Trabajo requerido: Según el extracto sobre la red térmica de la Milagrosa, ¿qué instalaciones de las viviendas se utilizarán para crear esa red?

Extracto de la fuente:
═══

El barrio de la Milagrosa, en Pamplona, contaría en un futuro con una red térmica para ofrecer a los vecinos una alternativa renovable. Para ello se utilizarán las calefacciones de barrio con las que cuentan las viviendas que se construyeron en los años 60, y cuya vida útil se está terminando.

Para llevar a cabo este proyecto, el Ayuntamiento de Pamplona y el Gobierno de Navarra van a suscribir un convenio que implicará un proceso de regeneración urbana y energética que supondrá “la mejora de la calidad de vida de sus habitantes”.


El Gobierno a través de los departamentos de Fomento y de Economía y Hacienda, y de la sociedad pública Nasuvinsa, y el Ayuntamiento, dedicarán recursos técnicos y económicos a implantar la calefacción en el barrio, pero además incidirán en la rehabilitación de los edificios, en intervenciones sobre el espacio público y los equipamientos, “e incluso con posibles medidas de carácter social y económico”, según recoge el documento explicativo. El compromiso y el liderazgo de las administraciones se considera imprescindible en este tipo de procesos, no solo como un “mero agente financiador”, sino como “dinamizador y facilitador”, añade.

═══

Datos proporcionados:
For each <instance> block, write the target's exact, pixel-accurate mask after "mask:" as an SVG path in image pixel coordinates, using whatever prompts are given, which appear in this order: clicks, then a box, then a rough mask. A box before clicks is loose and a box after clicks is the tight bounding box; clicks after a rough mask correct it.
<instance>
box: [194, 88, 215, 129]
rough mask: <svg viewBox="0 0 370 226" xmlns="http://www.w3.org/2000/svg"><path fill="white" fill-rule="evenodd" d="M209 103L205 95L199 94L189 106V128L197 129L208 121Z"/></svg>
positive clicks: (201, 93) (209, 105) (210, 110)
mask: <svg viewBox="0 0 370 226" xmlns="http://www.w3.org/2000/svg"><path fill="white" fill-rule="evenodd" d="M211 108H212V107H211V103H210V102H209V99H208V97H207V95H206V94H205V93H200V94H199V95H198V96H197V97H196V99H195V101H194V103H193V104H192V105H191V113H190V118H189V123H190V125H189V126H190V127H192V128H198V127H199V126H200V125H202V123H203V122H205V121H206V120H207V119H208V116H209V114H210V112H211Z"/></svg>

═══

Respuesta a la tarea: Las calefacciones de barrio de las viviendas construidas en los años 60, cuya vida útil se está terminando.